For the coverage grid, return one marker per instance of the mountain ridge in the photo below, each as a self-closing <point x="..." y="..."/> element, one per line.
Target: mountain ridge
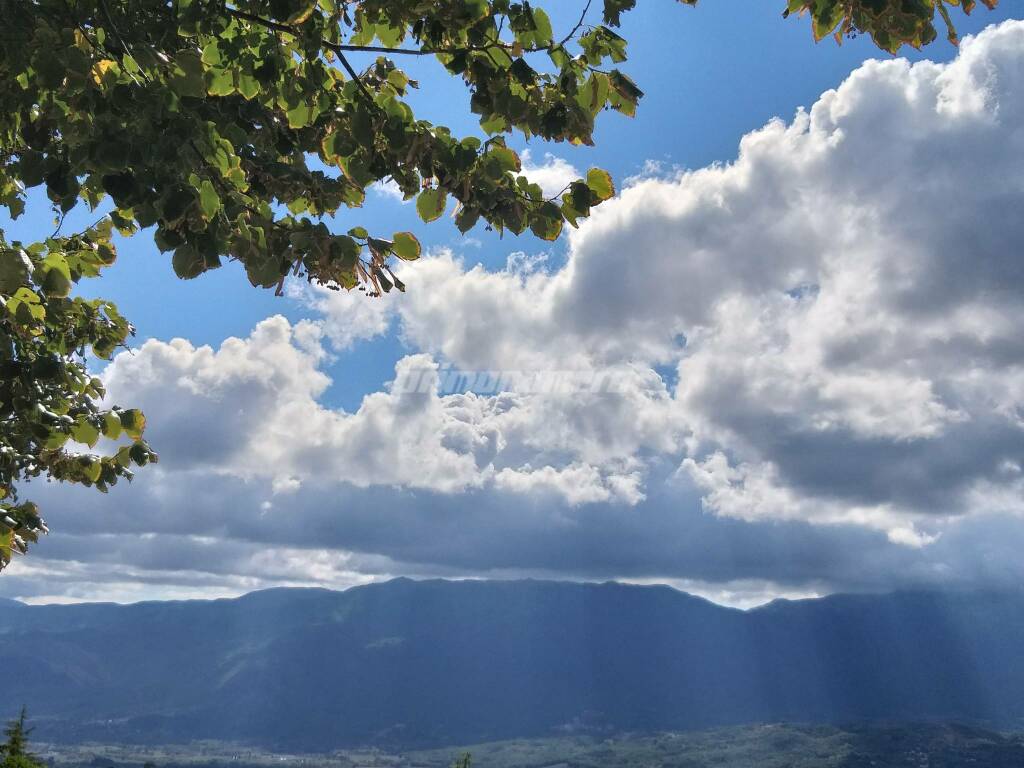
<point x="430" y="663"/>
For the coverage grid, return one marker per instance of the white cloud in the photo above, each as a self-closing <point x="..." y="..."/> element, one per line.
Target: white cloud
<point x="842" y="303"/>
<point x="840" y="309"/>
<point x="553" y="173"/>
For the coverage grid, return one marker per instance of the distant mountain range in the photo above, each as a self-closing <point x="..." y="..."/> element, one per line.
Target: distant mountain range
<point x="419" y="664"/>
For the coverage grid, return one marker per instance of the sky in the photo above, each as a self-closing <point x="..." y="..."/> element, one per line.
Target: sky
<point x="784" y="360"/>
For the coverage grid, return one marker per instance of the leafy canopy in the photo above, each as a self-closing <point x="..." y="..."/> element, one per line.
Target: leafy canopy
<point x="14" y="752"/>
<point x="233" y="128"/>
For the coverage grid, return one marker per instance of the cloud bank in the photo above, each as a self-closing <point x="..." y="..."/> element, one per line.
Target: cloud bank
<point x="818" y="365"/>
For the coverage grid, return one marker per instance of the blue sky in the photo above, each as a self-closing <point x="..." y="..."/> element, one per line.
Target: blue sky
<point x="790" y="467"/>
<point x="710" y="74"/>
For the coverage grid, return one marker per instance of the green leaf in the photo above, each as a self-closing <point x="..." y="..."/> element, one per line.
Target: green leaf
<point x="430" y="204"/>
<point x="600" y="183"/>
<point x="407" y="247"/>
<point x="56" y="276"/>
<point x="112" y="426"/>
<point x="506" y="159"/>
<point x="186" y="75"/>
<point x="85" y="432"/>
<point x="133" y="422"/>
<point x="15" y="268"/>
<point x="208" y="199"/>
<point x="301" y="116"/>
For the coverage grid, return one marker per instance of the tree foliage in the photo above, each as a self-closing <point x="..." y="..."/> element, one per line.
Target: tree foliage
<point x="14" y="752"/>
<point x="238" y="129"/>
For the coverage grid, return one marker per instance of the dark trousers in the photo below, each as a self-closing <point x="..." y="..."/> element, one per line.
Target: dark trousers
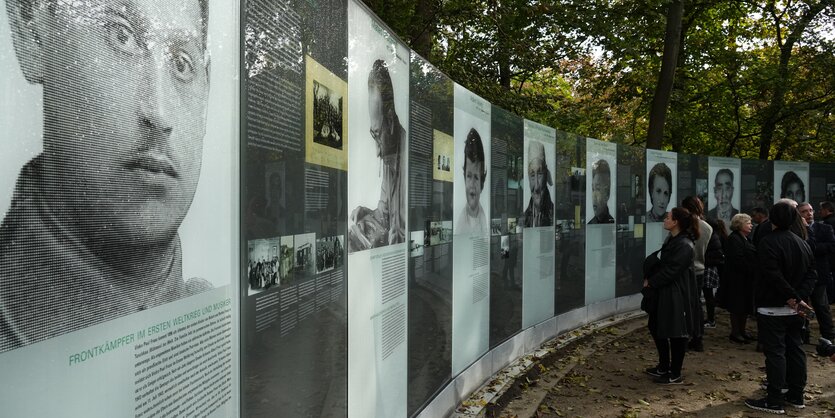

ASSIGNMENT :: All of the data above should be quoted exactly, except for the pictures.

RESULT FOR THIS EXERCISE ::
For the coverage grid, return one marker per instance of the mountain ridge in the photo below, each as a self-closing <point x="..." y="..."/> element, one per line.
Target: mountain ridge
<point x="430" y="663"/>
For the coverage grid, return one marker per instance of the white cloud in the photo above, each as a self-closing <point x="..." y="..."/> element, one per line.
Target: white cloud
<point x="842" y="303"/>
<point x="840" y="309"/>
<point x="553" y="173"/>
For the coverage grid, return one marker per instance of the distant mountain range in the photo above, each as a self-closing <point x="..." y="..."/> element, one per line.
Target: distant mountain range
<point x="419" y="664"/>
For the coverage grid, return one marker per instance of the sky in the photo above, each as a self-closing <point x="..." y="..."/> element, one per line.
Target: sky
<point x="784" y="360"/>
For the coverage grid, return one marker per instance of the leafy canopy in the photo above, each as a self-closing <point x="..." y="..."/> element, one per line.
Target: leafy canopy
<point x="14" y="752"/>
<point x="233" y="128"/>
For the coverage grid, return one marker per instance of the cloud bank in the photo above, each as a self-closing <point x="..." y="..."/> element, one per line.
Target: cloud bank
<point x="818" y="365"/>
For the coverage grid, return one marker per instance of the blue sky in the photo above, each as a self-closing <point x="..." y="..."/> element, one per line.
Target: blue sky
<point x="790" y="467"/>
<point x="710" y="74"/>
For the coverage grid, return one marker per instance of the green leaf in the photo above, each as a self-closing <point x="..." y="..."/> element, one per line.
Target: green leaf
<point x="430" y="204"/>
<point x="600" y="183"/>
<point x="407" y="247"/>
<point x="56" y="276"/>
<point x="112" y="426"/>
<point x="506" y="159"/>
<point x="186" y="75"/>
<point x="85" y="432"/>
<point x="133" y="422"/>
<point x="15" y="268"/>
<point x="208" y="199"/>
<point x="301" y="116"/>
For the coverage grid, return one marker per instance of the tree foliage in the photo above, each as a self-closing <point x="..." y="..."/> element, one per line.
Target: tree foliage
<point x="14" y="752"/>
<point x="238" y="129"/>
For the coverage grid, return one marker per instance of the dark trousers in the photo below, each as a self-closing <point x="..." y="..."/> element, one per line.
Target: dark trousers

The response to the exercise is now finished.